Work item
List every line of the data below that contains the string "block".

====================

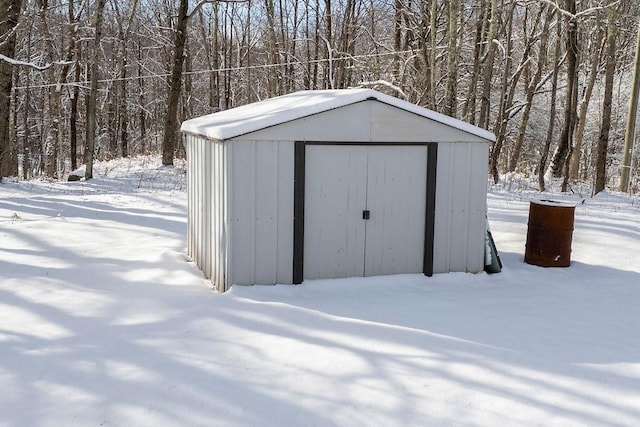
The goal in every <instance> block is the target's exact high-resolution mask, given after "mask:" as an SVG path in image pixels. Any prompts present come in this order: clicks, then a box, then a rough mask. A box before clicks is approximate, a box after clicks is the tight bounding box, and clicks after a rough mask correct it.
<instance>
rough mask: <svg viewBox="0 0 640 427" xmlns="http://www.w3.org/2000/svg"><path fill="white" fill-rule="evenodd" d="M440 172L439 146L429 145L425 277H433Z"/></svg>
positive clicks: (428, 146) (431, 143) (425, 207)
mask: <svg viewBox="0 0 640 427" xmlns="http://www.w3.org/2000/svg"><path fill="white" fill-rule="evenodd" d="M437 172H438V144H437V143H430V144H428V145H427V194H426V206H425V210H424V215H425V218H424V259H423V262H422V269H423V272H424V275H425V276H429V277H431V276H433V246H434V230H435V217H436V177H437Z"/></svg>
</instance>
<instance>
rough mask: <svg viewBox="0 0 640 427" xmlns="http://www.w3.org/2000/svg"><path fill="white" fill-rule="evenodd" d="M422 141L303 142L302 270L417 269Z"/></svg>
mask: <svg viewBox="0 0 640 427" xmlns="http://www.w3.org/2000/svg"><path fill="white" fill-rule="evenodd" d="M426 165H427V147H426V146H423V145H415V146H401V145H393V146H392V145H388V146H387V145H375V146H367V145H308V146H307V147H306V152H305V207H304V278H305V279H319V278H337V277H354V276H375V275H384V274H398V273H420V272H422V271H423V254H424V230H425V203H426V173H427V171H426V168H427V166H426Z"/></svg>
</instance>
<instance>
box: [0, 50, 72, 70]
mask: <svg viewBox="0 0 640 427" xmlns="http://www.w3.org/2000/svg"><path fill="white" fill-rule="evenodd" d="M0 60H2V61H4V62H6V63H8V64H11V65H16V66H22V67H31V68H33V69H34V70H37V71H45V70H48V69H49V68H51V67H53V66H54V65H70V64H73V61H55V62H52V63H50V64H46V65H38V64H34V63H33V62H25V61H20V60H19V59H14V58H9V57H8V56H5V55H3V54H1V53H0Z"/></svg>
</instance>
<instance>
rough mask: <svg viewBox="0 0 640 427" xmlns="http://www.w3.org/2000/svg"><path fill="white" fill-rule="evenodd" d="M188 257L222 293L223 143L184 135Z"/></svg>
mask: <svg viewBox="0 0 640 427" xmlns="http://www.w3.org/2000/svg"><path fill="white" fill-rule="evenodd" d="M185 142H186V151H187V182H188V184H187V198H188V227H187V255H189V257H191V259H192V260H193V262H194V263H195V264H196V265H197V266H198V267H199V268H200V269H201V270H202V272H203V273H204V275H205V277H207V278H208V279H210V280H211V281H212V282H213V284H214V286H215V287H216V288H217V289H218V290H219V291H221V292H224V291H225V290H226V289H227V285H226V281H225V278H226V259H227V256H226V247H227V244H226V233H225V221H226V207H227V203H226V191H225V181H226V178H225V166H224V165H225V162H224V152H225V150H224V144H223V143H222V142H214V141H209V140H206V139H204V138H201V137H198V136H195V135H186V136H185Z"/></svg>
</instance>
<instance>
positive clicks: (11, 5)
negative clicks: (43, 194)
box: [0, 0, 22, 180]
mask: <svg viewBox="0 0 640 427" xmlns="http://www.w3.org/2000/svg"><path fill="white" fill-rule="evenodd" d="M21 9H22V0H10V1H3V2H2V6H0V16H2V18H0V36H3V37H6V38H5V39H3V40H2V41H3V42H2V43H0V54H2V55H4V56H6V57H8V58H13V57H14V56H15V53H16V34H15V32H14V31H15V29H16V26H17V25H18V18H19V17H20V11H21ZM12 88H13V66H12V65H11V64H9V63H8V62H5V61H2V60H0V180H1V179H2V177H4V176H11V175H16V174H17V173H18V159H17V157H16V158H15V159H14V158H13V156H12V155H11V153H15V152H16V150H15V149H14V148H13V147H12V146H11V145H12V143H11V139H10V138H9V122H10V121H11V91H12Z"/></svg>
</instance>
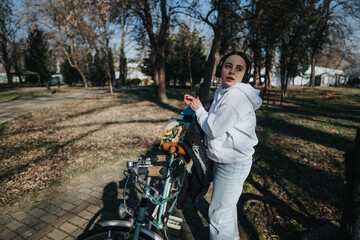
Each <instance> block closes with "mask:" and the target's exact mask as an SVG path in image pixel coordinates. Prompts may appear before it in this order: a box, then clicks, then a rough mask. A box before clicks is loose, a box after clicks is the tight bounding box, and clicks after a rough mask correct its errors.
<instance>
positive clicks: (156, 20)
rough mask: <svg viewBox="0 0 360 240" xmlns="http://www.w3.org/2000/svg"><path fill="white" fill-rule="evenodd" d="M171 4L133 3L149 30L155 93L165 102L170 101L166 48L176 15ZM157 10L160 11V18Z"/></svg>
mask: <svg viewBox="0 0 360 240" xmlns="http://www.w3.org/2000/svg"><path fill="white" fill-rule="evenodd" d="M169 5H170V4H169ZM169 5H168V4H167V0H160V1H150V0H145V1H135V2H134V5H133V10H134V12H135V13H136V14H137V16H138V17H139V18H140V21H141V23H142V25H143V26H144V28H145V30H146V32H147V37H148V39H149V44H150V51H151V55H150V57H151V64H152V66H153V79H154V83H155V94H156V96H157V98H158V100H159V101H160V102H163V103H167V102H168V98H167V96H166V84H165V79H166V76H165V64H166V55H165V48H166V42H167V32H168V30H169V23H170V20H171V17H172V16H173V15H174V12H173V10H174V6H169ZM155 12H159V15H158V16H159V17H158V18H157V17H156V16H157V14H155Z"/></svg>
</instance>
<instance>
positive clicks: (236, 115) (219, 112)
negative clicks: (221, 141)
mask: <svg viewBox="0 0 360 240" xmlns="http://www.w3.org/2000/svg"><path fill="white" fill-rule="evenodd" d="M195 113H196V117H197V120H198V123H199V124H200V126H201V128H202V129H203V131H204V132H205V133H206V135H208V136H209V137H212V138H218V137H220V136H221V135H223V134H224V133H225V132H226V131H229V130H230V129H231V128H232V127H233V126H234V125H235V124H236V123H237V121H238V116H237V111H236V110H235V109H234V108H233V107H232V106H231V105H229V104H225V105H222V106H220V107H219V109H217V110H216V112H215V113H211V114H208V112H206V111H205V109H204V108H203V107H202V106H201V107H200V108H198V109H197V110H196V111H195Z"/></svg>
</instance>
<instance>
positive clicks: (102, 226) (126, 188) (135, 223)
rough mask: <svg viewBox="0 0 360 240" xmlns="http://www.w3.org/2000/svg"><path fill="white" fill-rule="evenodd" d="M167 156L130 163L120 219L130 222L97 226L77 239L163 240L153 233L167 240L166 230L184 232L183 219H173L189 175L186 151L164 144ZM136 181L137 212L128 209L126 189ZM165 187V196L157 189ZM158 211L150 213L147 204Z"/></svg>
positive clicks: (129, 161) (125, 173)
mask: <svg viewBox="0 0 360 240" xmlns="http://www.w3.org/2000/svg"><path fill="white" fill-rule="evenodd" d="M163 150H164V151H165V152H168V154H167V155H157V156H155V157H146V156H140V157H139V159H138V161H137V162H135V161H128V162H127V169H126V170H125V171H124V175H125V176H126V178H127V180H126V183H125V190H124V191H123V197H124V204H123V205H122V206H121V207H120V215H124V213H127V214H129V215H130V216H131V219H130V221H124V220H110V221H104V222H100V223H98V225H99V227H97V228H94V229H92V230H90V231H88V232H85V233H83V234H82V235H80V236H79V237H78V238H77V239H79V240H85V239H87V240H92V239H107V240H110V239H133V240H138V239H144V240H145V239H146V240H147V239H156V240H161V239H163V238H162V237H161V236H160V235H159V234H157V233H156V232H155V231H153V230H152V229H154V228H155V229H159V230H160V231H162V233H163V235H164V237H165V238H166V239H168V237H167V232H166V230H167V228H168V227H171V228H174V229H181V222H182V219H181V218H178V217H175V216H172V215H171V213H172V212H173V210H174V208H175V205H176V202H177V199H178V195H179V193H180V190H181V186H182V184H183V181H184V179H185V177H186V174H187V169H186V161H185V159H184V156H185V154H186V153H185V151H184V149H183V148H182V147H181V146H180V144H178V143H176V142H165V143H163ZM131 179H132V180H134V181H135V183H137V184H138V185H139V187H140V191H141V193H142V196H141V200H140V204H139V205H138V207H137V208H138V209H137V210H136V208H135V209H134V210H129V209H128V208H127V205H126V192H127V191H126V189H127V185H128V182H129V180H131ZM154 179H156V180H160V181H162V182H163V184H160V186H163V189H162V193H161V191H160V190H158V189H157V188H156V187H157V186H156V184H155V183H156V181H153V180H154ZM149 203H150V204H152V205H153V206H154V207H155V208H154V210H153V212H152V214H149V212H148V204H149Z"/></svg>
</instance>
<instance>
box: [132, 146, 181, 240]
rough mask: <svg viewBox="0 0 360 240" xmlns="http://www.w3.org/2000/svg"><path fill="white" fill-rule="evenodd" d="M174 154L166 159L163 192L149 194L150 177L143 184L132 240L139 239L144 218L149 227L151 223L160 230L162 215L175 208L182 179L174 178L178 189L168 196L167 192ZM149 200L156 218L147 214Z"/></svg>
mask: <svg viewBox="0 0 360 240" xmlns="http://www.w3.org/2000/svg"><path fill="white" fill-rule="evenodd" d="M175 154H176V153H174V154H171V157H170V158H169V160H168V163H169V168H168V169H167V174H166V180H165V183H164V189H163V193H162V194H161V195H159V196H158V197H157V198H155V197H154V195H152V194H151V189H153V188H151V187H150V182H151V177H147V181H146V184H144V192H143V194H142V197H141V201H140V206H139V211H138V216H137V218H136V222H135V225H134V235H133V240H138V239H139V235H140V231H141V229H142V227H143V223H144V221H145V219H146V218H148V219H149V220H151V221H150V226H149V228H151V225H154V226H155V227H156V228H158V229H160V230H162V229H163V228H164V215H165V214H166V215H167V216H166V217H169V216H170V214H171V213H172V211H173V210H174V208H175V205H176V202H177V199H178V195H179V193H180V189H181V186H182V184H183V181H181V180H180V178H179V177H178V178H176V179H175V181H178V186H179V189H178V190H177V191H176V192H174V193H172V194H171V195H170V196H169V194H170V192H171V187H172V186H171V185H172V184H171V180H173V179H172V177H171V166H172V165H173V164H175V163H176V160H175ZM185 174H186V168H184V172H183V176H184V177H185ZM183 180H184V178H183ZM172 198H175V199H174V201H173V202H172V204H171V206H170V208H169V210H168V211H167V212H165V210H166V206H167V204H168V201H169V200H170V199H172ZM149 200H150V201H151V202H152V203H153V204H155V205H156V207H155V210H154V213H157V218H156V219H155V218H153V217H154V216H149V215H148V214H147V203H148V201H149Z"/></svg>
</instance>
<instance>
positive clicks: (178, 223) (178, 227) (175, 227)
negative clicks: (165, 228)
mask: <svg viewBox="0 0 360 240" xmlns="http://www.w3.org/2000/svg"><path fill="white" fill-rule="evenodd" d="M166 225H167V226H168V227H169V228H172V229H176V230H180V229H181V225H180V223H179V222H177V221H173V220H171V219H169V220H168V222H167V224H166Z"/></svg>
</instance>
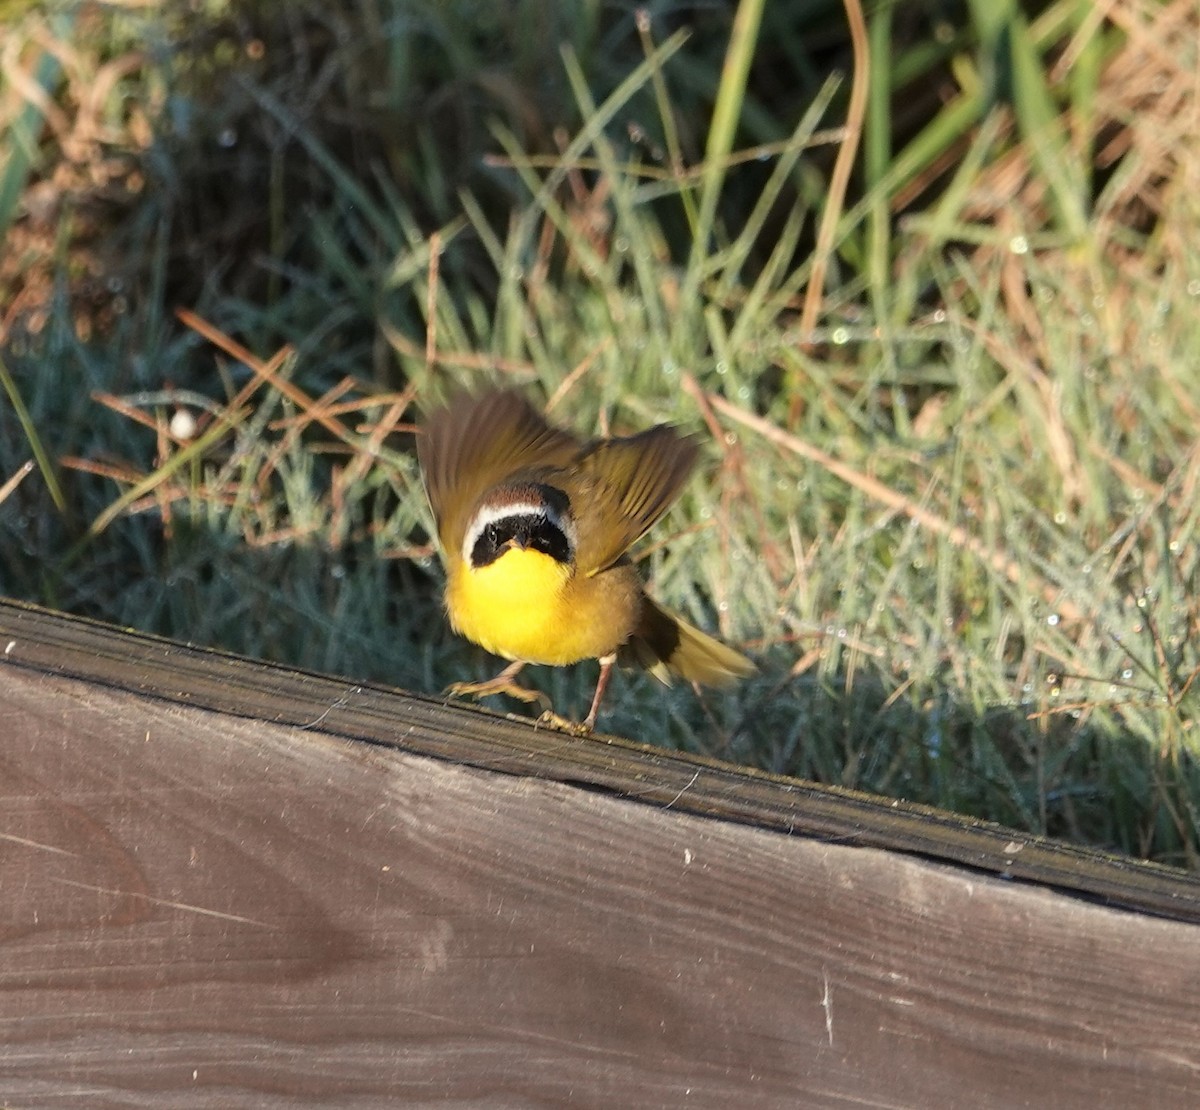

====================

Answer to the problem
The goal in every <instance> block is the target's exact high-resolution mask, given after "mask:" as an SVG path in image pixels. Any prompts present come in this order: clicks, then a box, then a rough mask. A box before clicks is approximate, a box after clicks is the tight bounding box, and clicks after a rough mask correct it.
Each <instance> block closes with "mask:" and the target's exact mask as an SVG path in image pixel coordinates. Prompts may appear before it in this order: a box, then clicks, then a rough mask. A box before clicks is loose, a box after clicks is the tight bounding box, and clicks after a rough mask correct its errors.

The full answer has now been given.